> [TEXT]

5

Since CUDA 9 the shfl instructions are deprecated and should be replaced by shfl_sync.

But how should i replace them, when they behave differently?

Code Example:

__global__
static void shflTest(){
    int tid = threadIdx.x;
    float value = tid + 0.1f;
    int* ivalue = reinterpret_cast<int*>(&value);

    //use the integer shfl
    int ix = __shfl(ivalue[0],5,32);
    int iy = __shfl_sync(ivalue[0],5,32);

    float x = reinterpret_cast<float*>(&ix)[0];
    float y = reinterpret_cast<float*>(&iy)[0];

    if(tid == 0){
        printf("shfl tmp %d %d\n",ix,iy);
        printf("shfl final %f %f\n",x,y);
    }
}

int main()
{
    shflTest<<<1,32>>>();
    cudaDeviceSynchronize();
    return 0;
}

Output:

shfl tmp 1084437299 5
shfl final 5.100000 0.000000
11

If you read the CUDA 9RC programming guide (section B.15), installed with your copy of CUDA 9RC, you will see that the new __shfl_sync() function has an additional mask parameter which you are not accounting for:

CUDA 8:

int __shfl(int var, int srcLane, int width=warpSize);

CUDA 9:

T __shfl_sync(unsigned mask, T var, int srcLane, int width=warpSize);
              ^^^^^^^^^^^^^

The expectation for this mask parameter is also indicated:

The new *_sync shfl intrinsics take in a mask indicating the threads participating in the call. A bit, representing the thread's lane id, must be set for each participating thread to ensure they are properly converged before the intrinsic is executed by the hardware. All non-exited threads named in mask must execute the same intrinsic with the same mask, or the result is undefined.

Therefore, if we modify your code to conform with this, we get the expected result:

$ cat t419.cu
#include <stdio.h>

__global__
static void shflTest(int lid){
    int tid = threadIdx.x;
    float value = tid + 0.1f;
    int* ivalue = reinterpret_cast<int*>(&value);

    //use the integer shfl
    int ix = __shfl(ivalue[0],5,32);
    int iy = __shfl_sync(0xFFFFFFFF, ivalue[0],5,32);

    float x = reinterpret_cast<float*>(&ix)[0];
    float y = reinterpret_cast<float*>(&iy)[0];

    if(tid == lid){
        printf("shfl tmp %d %d\n",ix,iy);
        printf("shfl final %f %f\n",x,y);
    }
}

int main()

> [TASKS FOR THIS EXERCISE]
1. In the CUDA shuffle thread, what additional parameter does __shfl_sync() take that __shfl() lacks?
2. Repeat the passage of the CUDA shuffle thread from "T __shfl_sync(unsigned mask, T" up to and including "result is undefined.", word for word.

> [MATERIAL]

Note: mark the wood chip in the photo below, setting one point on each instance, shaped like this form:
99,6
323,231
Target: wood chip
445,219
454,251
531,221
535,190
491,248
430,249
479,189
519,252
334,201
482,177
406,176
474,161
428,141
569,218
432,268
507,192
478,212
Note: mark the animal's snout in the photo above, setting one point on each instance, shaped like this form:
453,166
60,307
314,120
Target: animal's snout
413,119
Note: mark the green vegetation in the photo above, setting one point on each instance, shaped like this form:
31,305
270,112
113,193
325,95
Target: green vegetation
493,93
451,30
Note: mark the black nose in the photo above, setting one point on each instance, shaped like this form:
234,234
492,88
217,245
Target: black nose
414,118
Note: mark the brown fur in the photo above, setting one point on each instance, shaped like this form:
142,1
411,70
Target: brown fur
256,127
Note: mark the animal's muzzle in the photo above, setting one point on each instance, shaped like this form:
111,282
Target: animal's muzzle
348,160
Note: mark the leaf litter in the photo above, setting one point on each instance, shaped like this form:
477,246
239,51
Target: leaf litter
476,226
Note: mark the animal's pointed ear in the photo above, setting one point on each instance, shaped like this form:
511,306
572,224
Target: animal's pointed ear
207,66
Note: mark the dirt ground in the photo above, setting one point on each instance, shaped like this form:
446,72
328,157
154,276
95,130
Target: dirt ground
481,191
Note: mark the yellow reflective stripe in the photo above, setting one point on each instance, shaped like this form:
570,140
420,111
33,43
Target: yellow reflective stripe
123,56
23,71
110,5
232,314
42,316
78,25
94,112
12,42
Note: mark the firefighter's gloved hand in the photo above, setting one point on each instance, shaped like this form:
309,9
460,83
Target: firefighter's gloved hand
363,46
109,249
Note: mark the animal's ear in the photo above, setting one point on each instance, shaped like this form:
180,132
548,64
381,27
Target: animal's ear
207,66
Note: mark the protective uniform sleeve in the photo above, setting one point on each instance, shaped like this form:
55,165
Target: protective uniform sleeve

> [SET OF ANSWERS]
1. An unsigned mask parameter, which indicates the threads participating in the call.

2.
T __shfl_sync(unsigned mask, T var, int srcLane, int width=warpSize);
              ^^^^^^^^^^^^^

The expectation for this mask parameter is also indicated:

The new *_sync shfl intrinsics take in a mask indicating the threads participating in the call. A bit, representing the thread's lane id, must be set for each participating thread to ensure they are properly converged before the intrinsic is executed by the hardware. All non-exited threads named in mask must execute the same intrinsic with the same mask, or the result is undefined.